Oysa bölgede durum ne? Oysa bölgede durum gerçekten içler acısı. Göç en yüksek oranda gerçekleşti. Sorunları bitti mi? Hayır. Gittikleri yerlerde işsizlik, gittikleri yerlerde yeni barınma sorunları, gittikleri yerlerde yoksulluk, gittikleri yerlerde adaptasyon. Ama yürekleri ve gönülleri ayrıldıkları yerdeydi. O enkazların altında eşlerini, çocuklarını, ailelerini, akrabalarını bırakmışlardı.. Yani onların sorunları elbette hâlâ devam ediyor ve bu sorunlarla baş başa kaldılar.
“Çocuklar artık çocuk değil”
Peki bölge? Bölgede dram yaşanmaya devam ediyor. Çocukların eğitim sorunları çözüldü mü? Sadece saat değişiklikleriyle gün saati üzerinden yapılan işlerle yaşam devam etti. Çocukların çocuklukları yok oldu. Onlar birer çocuk ama çok büyük acılarla yaşamları boyunca o travmanın etkisinde kalacaklar. Gençler, çocuklar olarak yaşama tutunmaya çalışacaklar. Yani eğitim saatleriyle oynamanın dışında eğitimin içeriği, niceliği, kalitesi, eğitimin yaşandığı fiziki koşullar, binaların hiçbiri yok!
Sadece o mu? Yıkımı fırsat bilerek zeytinlikler, tarım toprakları her tarafı araç olmaya başlandı. Son zamanlarda çıkarılan rezerv yasasıyla adeta daha da bu iş üst noktalara çıktı. Çünkü sadece deprem bölgesinde değil, deprem bölgesi olmayan bütün ülkede yeni rezerv alanları dedikleri kentin en önemli yerlerini yeni inşaat rant, talan, yağma sürecinin bir parçasına dönüştürmeye devam ettiler.
“Doğduğumuza pişman olduk”

→ Sağlanan Bilgiler

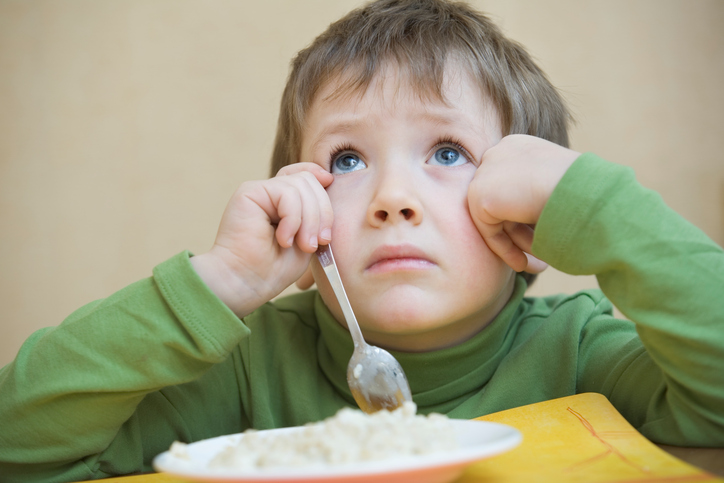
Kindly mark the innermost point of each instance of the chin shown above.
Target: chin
(401, 320)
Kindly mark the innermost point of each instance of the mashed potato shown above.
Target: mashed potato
(350, 436)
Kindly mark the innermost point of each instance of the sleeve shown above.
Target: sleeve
(100, 393)
(665, 275)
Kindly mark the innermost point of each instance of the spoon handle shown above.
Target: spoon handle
(326, 259)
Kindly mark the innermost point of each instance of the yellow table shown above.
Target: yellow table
(572, 439)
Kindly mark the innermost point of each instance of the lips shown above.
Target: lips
(398, 257)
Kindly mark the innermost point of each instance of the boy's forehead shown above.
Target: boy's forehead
(337, 107)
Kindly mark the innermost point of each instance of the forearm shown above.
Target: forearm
(662, 273)
(72, 387)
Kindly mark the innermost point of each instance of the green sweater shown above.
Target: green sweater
(165, 360)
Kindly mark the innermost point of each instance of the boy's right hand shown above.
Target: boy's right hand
(267, 235)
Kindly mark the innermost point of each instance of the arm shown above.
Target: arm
(94, 395)
(662, 273)
(592, 217)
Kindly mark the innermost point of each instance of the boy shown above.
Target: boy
(410, 138)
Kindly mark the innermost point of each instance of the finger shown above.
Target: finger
(503, 246)
(535, 265)
(299, 212)
(324, 177)
(306, 280)
(520, 234)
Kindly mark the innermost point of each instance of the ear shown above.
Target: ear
(535, 265)
(306, 280)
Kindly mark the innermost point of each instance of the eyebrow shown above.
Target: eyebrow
(439, 119)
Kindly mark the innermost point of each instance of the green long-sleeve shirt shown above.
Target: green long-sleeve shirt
(164, 359)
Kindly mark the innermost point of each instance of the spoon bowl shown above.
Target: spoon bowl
(374, 376)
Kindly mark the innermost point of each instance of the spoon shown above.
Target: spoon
(375, 378)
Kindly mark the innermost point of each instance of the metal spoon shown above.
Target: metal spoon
(375, 378)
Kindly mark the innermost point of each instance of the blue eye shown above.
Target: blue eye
(448, 156)
(346, 163)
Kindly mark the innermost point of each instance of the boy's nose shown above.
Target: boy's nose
(394, 202)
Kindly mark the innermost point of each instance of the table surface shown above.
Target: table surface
(572, 439)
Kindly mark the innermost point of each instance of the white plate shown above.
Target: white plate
(477, 440)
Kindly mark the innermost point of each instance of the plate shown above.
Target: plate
(477, 440)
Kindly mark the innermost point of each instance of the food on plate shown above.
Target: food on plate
(350, 436)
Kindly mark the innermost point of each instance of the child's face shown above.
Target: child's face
(417, 272)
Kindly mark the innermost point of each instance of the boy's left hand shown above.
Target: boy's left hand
(510, 188)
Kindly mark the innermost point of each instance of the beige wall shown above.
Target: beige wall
(125, 125)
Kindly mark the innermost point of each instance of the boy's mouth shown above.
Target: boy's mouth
(405, 257)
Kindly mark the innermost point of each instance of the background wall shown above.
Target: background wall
(125, 125)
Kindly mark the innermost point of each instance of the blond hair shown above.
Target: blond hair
(420, 36)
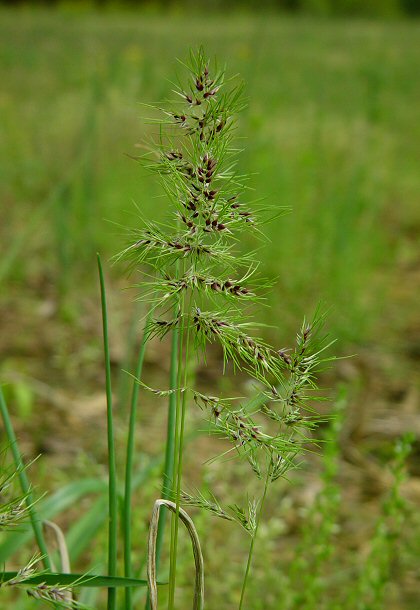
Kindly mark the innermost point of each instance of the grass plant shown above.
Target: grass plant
(203, 290)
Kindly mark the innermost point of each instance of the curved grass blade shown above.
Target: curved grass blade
(61, 579)
(24, 482)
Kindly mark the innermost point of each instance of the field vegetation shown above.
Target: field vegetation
(330, 133)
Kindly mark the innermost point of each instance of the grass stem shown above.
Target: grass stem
(112, 474)
(251, 547)
(128, 571)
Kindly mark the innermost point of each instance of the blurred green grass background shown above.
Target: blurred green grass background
(330, 130)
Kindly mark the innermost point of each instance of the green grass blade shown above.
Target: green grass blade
(128, 569)
(48, 508)
(24, 482)
(169, 466)
(113, 496)
(61, 579)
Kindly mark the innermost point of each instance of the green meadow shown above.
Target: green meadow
(330, 134)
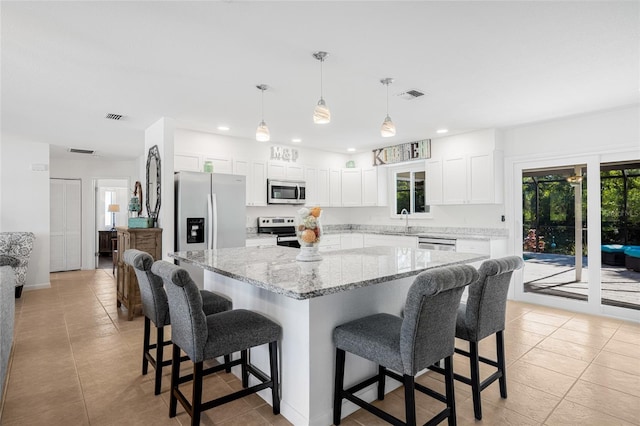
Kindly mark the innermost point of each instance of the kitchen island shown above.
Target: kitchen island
(309, 299)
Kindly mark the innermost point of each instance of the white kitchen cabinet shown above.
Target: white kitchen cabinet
(351, 191)
(335, 187)
(256, 178)
(220, 164)
(186, 163)
(454, 180)
(401, 241)
(288, 171)
(465, 179)
(323, 188)
(434, 182)
(329, 242)
(349, 241)
(262, 241)
(311, 186)
(370, 188)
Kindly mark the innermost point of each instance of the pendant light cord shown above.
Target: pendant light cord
(321, 61)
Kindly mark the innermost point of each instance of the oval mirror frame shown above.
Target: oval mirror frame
(153, 183)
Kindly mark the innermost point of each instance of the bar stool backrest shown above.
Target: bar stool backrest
(428, 327)
(188, 321)
(487, 302)
(152, 294)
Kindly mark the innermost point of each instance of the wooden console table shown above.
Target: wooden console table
(144, 239)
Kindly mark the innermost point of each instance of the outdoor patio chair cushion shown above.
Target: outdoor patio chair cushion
(613, 248)
(633, 251)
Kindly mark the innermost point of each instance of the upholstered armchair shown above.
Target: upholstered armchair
(18, 245)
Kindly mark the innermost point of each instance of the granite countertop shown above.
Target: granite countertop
(274, 268)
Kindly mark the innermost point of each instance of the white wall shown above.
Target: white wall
(88, 169)
(25, 202)
(162, 134)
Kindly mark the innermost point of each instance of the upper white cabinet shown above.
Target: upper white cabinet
(351, 187)
(454, 180)
(323, 188)
(434, 182)
(465, 179)
(371, 194)
(256, 174)
(277, 170)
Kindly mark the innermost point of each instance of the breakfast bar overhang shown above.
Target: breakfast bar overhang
(309, 299)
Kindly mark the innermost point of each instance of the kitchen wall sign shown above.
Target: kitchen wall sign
(284, 154)
(404, 152)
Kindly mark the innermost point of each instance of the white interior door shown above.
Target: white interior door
(65, 224)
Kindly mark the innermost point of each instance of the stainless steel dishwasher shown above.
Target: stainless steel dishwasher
(432, 243)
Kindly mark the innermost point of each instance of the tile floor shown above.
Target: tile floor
(77, 361)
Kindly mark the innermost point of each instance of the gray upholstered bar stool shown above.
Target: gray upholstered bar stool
(482, 316)
(156, 311)
(204, 337)
(406, 344)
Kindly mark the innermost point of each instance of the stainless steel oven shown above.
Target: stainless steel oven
(285, 191)
(282, 227)
(431, 243)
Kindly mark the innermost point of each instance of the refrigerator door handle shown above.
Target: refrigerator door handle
(213, 229)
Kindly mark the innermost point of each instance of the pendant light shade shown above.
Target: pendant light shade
(262, 132)
(321, 113)
(388, 129)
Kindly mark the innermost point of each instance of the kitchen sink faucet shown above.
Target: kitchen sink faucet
(406, 223)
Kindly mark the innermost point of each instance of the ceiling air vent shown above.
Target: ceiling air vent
(111, 116)
(81, 151)
(411, 94)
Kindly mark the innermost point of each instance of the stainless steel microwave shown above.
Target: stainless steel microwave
(285, 191)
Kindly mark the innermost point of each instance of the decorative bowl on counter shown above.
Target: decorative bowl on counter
(309, 233)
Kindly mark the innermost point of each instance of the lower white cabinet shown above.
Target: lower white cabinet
(401, 241)
(263, 241)
(330, 242)
(348, 241)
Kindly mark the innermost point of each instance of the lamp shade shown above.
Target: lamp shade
(388, 129)
(262, 133)
(321, 114)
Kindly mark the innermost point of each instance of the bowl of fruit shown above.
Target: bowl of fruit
(309, 233)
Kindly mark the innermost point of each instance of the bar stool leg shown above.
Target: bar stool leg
(337, 389)
(475, 379)
(501, 363)
(159, 358)
(145, 345)
(275, 389)
(175, 376)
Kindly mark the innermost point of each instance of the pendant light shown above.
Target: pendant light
(388, 129)
(321, 114)
(262, 133)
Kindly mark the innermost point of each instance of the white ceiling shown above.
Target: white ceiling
(482, 65)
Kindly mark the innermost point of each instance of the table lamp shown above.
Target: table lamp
(113, 209)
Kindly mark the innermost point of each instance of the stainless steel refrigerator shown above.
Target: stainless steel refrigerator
(209, 213)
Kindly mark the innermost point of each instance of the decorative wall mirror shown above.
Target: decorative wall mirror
(153, 183)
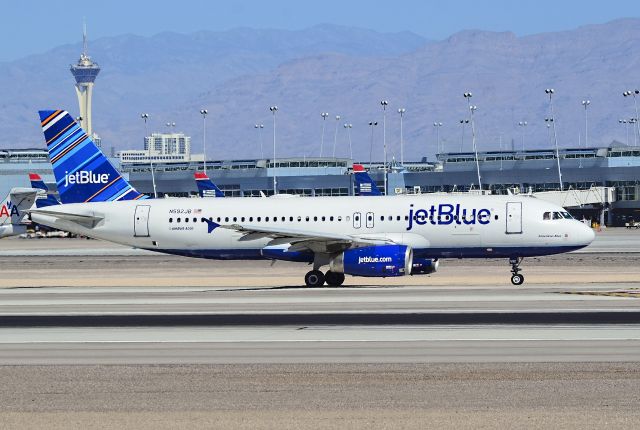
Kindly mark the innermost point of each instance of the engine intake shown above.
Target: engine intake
(374, 261)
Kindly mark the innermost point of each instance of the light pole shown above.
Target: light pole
(349, 127)
(437, 126)
(324, 116)
(273, 110)
(586, 104)
(384, 104)
(633, 121)
(472, 110)
(401, 111)
(548, 121)
(626, 128)
(145, 117)
(463, 122)
(522, 125)
(550, 92)
(335, 136)
(204, 113)
(259, 127)
(633, 94)
(371, 125)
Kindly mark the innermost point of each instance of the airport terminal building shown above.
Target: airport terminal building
(617, 166)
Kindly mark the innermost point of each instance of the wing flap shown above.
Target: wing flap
(67, 216)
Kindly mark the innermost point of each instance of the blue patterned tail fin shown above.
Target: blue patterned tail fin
(38, 183)
(82, 172)
(363, 183)
(206, 187)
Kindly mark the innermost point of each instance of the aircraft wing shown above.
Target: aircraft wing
(300, 240)
(74, 217)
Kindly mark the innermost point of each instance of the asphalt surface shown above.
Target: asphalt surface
(94, 336)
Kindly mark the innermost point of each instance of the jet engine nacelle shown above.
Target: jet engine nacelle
(424, 266)
(378, 261)
(12, 230)
(281, 253)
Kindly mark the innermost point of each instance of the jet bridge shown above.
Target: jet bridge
(593, 199)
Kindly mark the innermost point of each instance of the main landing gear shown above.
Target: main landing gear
(516, 278)
(316, 278)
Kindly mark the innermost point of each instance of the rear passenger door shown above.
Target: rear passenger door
(369, 219)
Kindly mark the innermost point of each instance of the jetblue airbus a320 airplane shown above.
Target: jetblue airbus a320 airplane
(359, 236)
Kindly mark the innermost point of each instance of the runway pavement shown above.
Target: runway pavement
(96, 335)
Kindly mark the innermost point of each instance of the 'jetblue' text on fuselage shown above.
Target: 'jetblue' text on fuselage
(445, 214)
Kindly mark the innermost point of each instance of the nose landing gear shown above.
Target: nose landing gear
(516, 277)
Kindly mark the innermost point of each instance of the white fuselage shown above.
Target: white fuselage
(432, 225)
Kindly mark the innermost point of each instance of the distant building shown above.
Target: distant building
(161, 147)
(85, 72)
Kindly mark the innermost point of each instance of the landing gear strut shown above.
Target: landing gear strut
(516, 278)
(314, 278)
(334, 279)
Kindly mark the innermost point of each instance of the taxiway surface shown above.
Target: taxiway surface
(95, 334)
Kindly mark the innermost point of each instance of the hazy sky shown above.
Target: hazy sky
(28, 27)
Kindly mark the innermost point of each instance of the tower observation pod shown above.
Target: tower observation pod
(85, 72)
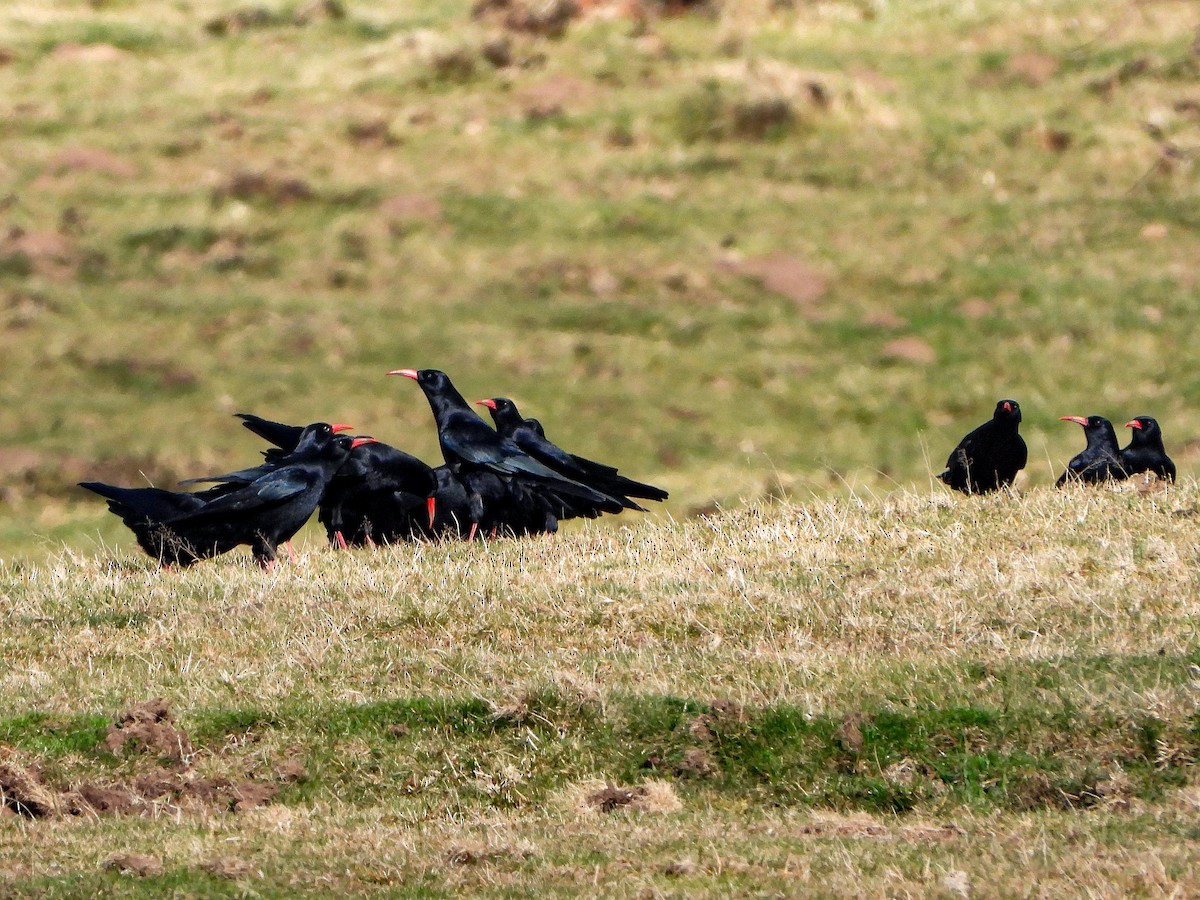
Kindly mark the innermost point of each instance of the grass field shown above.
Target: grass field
(808, 245)
(913, 696)
(777, 257)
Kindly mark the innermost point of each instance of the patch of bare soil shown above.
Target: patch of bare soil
(696, 763)
(545, 18)
(148, 727)
(611, 797)
(228, 868)
(47, 252)
(83, 159)
(862, 827)
(1033, 69)
(265, 186)
(136, 864)
(22, 789)
(552, 96)
(910, 349)
(789, 276)
(145, 729)
(480, 856)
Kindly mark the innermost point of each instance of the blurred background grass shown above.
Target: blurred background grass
(732, 249)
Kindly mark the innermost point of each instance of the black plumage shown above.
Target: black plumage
(531, 437)
(379, 495)
(990, 456)
(1101, 460)
(1146, 451)
(183, 528)
(507, 487)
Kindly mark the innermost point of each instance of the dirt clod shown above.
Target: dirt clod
(228, 868)
(148, 727)
(611, 797)
(291, 771)
(23, 791)
(139, 864)
(695, 763)
(252, 793)
(850, 733)
(789, 276)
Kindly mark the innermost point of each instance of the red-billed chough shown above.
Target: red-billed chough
(379, 496)
(472, 448)
(990, 456)
(184, 528)
(531, 437)
(1146, 451)
(1101, 460)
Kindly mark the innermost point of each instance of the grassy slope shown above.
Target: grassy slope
(580, 261)
(893, 695)
(935, 695)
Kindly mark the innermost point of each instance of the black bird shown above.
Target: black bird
(990, 456)
(531, 437)
(184, 528)
(1146, 451)
(472, 449)
(379, 496)
(1101, 460)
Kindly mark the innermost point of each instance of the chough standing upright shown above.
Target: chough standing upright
(507, 489)
(379, 495)
(1146, 451)
(263, 513)
(990, 456)
(1101, 460)
(531, 437)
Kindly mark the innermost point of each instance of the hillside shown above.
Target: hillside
(759, 246)
(855, 697)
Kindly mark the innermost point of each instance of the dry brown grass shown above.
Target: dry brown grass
(911, 601)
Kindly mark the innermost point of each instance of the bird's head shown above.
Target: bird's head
(1008, 411)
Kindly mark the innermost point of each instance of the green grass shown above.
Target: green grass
(917, 685)
(579, 261)
(846, 683)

→ Yapılacak İşler
a) Deprem bölgesine ilişkin metinde "Sadece o mu?" ile başlayıp "dönüştürmeye devam ettiler." ifadesine kadar süren bölümü hiçbir değişiklik yapmadan aktarın.
b) Girdileri süzün ve "chin" dizesini içeren her satırı aynen yazın. Büyük/küçük harf ayrımı dikkate alınır.

→ Görev Yanıtları
a)
Sadece o mu? Yıkımı fırsat bilerek zeytinlikler, tarım toprakları her tarafı araç olmaya başlandı. Son zamanlarda çıkarılan rezerv yasasıyla adeta daha da bu iş üst noktalara çıktı. Çünkü sadece deprem bölgesinde değil, deprem bölgesi olmayan bütün ülkede yeni rezerv alanları dedikleri kentin en önemli yerlerini yeni inşaat rant, talan, yağma sürecinin bir parçasına dönüştürmeye devam ettiler.

b)
Kindly mark the innermost point of each instance of the chin shown above.
Target: chin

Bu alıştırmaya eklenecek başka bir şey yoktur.